▶ Task prompt:
Copy the data from the line that contains "Target: farmhouse" to its last line, exactly, including both of those lines and leaving out everything before.

* * * * *

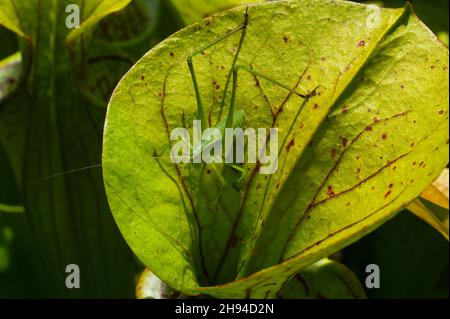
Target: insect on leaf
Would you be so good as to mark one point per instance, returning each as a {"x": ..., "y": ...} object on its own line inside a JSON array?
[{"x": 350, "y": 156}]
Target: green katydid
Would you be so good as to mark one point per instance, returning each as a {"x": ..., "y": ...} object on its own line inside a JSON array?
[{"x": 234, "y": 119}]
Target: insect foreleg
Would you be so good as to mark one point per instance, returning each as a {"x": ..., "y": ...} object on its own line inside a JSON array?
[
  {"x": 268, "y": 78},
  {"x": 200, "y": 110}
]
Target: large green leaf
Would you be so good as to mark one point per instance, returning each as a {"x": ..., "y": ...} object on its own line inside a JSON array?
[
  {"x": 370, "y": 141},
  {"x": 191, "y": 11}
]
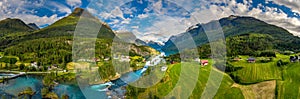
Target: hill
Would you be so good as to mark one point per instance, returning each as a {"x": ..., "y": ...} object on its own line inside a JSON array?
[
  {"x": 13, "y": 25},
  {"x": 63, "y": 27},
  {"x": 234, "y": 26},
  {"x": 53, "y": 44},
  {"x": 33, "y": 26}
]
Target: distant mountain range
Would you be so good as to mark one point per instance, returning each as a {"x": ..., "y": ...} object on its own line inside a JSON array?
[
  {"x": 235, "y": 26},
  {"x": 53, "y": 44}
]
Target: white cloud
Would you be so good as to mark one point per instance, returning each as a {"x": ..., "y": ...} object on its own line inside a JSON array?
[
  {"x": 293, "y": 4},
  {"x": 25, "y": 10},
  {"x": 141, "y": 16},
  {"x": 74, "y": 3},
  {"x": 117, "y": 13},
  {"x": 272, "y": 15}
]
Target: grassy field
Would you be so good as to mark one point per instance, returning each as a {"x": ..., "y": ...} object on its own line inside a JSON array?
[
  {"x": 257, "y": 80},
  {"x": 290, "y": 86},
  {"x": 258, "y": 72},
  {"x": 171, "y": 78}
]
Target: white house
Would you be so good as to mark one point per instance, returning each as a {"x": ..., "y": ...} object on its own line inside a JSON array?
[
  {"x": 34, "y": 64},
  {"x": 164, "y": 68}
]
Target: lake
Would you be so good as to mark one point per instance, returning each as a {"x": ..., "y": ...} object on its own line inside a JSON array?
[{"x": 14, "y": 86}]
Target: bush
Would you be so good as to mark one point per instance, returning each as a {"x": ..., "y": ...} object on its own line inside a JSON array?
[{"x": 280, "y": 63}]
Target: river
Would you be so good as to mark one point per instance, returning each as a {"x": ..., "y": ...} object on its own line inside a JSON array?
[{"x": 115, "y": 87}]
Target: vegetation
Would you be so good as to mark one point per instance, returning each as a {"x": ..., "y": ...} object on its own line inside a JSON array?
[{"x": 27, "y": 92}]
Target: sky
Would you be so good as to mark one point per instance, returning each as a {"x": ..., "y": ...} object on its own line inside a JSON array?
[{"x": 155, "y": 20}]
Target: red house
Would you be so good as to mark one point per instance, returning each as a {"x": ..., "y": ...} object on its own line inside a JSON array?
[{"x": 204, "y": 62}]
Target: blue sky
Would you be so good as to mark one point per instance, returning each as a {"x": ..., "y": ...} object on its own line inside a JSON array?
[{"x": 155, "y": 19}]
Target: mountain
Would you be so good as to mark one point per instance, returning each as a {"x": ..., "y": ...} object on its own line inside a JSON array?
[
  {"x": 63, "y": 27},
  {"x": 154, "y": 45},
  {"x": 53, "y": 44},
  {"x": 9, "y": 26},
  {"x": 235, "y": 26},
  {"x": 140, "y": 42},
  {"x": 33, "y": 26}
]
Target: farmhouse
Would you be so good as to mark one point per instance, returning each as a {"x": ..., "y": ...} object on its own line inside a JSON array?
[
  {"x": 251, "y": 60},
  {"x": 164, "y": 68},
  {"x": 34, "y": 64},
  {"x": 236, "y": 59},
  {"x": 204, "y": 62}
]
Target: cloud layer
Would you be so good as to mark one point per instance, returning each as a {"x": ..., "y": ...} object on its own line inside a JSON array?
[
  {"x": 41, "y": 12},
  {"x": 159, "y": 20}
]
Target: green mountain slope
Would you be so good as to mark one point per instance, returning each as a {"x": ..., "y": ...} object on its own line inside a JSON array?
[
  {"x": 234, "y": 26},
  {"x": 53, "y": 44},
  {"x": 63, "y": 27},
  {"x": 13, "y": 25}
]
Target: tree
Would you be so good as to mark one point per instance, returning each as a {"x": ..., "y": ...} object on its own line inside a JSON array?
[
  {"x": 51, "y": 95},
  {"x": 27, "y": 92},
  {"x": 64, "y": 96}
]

* * * * *

▶ Solution to the problem:
Target: farmhouse
Would you be so good as to mark one point per instance, returning each as a {"x": ..., "y": ...} object on its own line inside a JSON array?
[
  {"x": 251, "y": 60},
  {"x": 164, "y": 68},
  {"x": 34, "y": 64},
  {"x": 236, "y": 59},
  {"x": 204, "y": 62}
]
Target: cloud layer
Would you be so good as to mark one point per instance, returning each as a {"x": ..., "y": ...} object on its own line inside a JSON array?
[
  {"x": 41, "y": 12},
  {"x": 159, "y": 20}
]
Target: green mountain slope
Would you be so good as to mark one point per instance, returning each as a {"x": ..., "y": ...} object on its own line inside a JSON array?
[
  {"x": 234, "y": 26},
  {"x": 53, "y": 44},
  {"x": 63, "y": 27},
  {"x": 13, "y": 25}
]
Target: tree
Would you be so good as to mark one point per instance, returning each as a {"x": ..., "y": ...} object on its own line inside a JSON array?
[
  {"x": 51, "y": 95},
  {"x": 27, "y": 92},
  {"x": 64, "y": 96}
]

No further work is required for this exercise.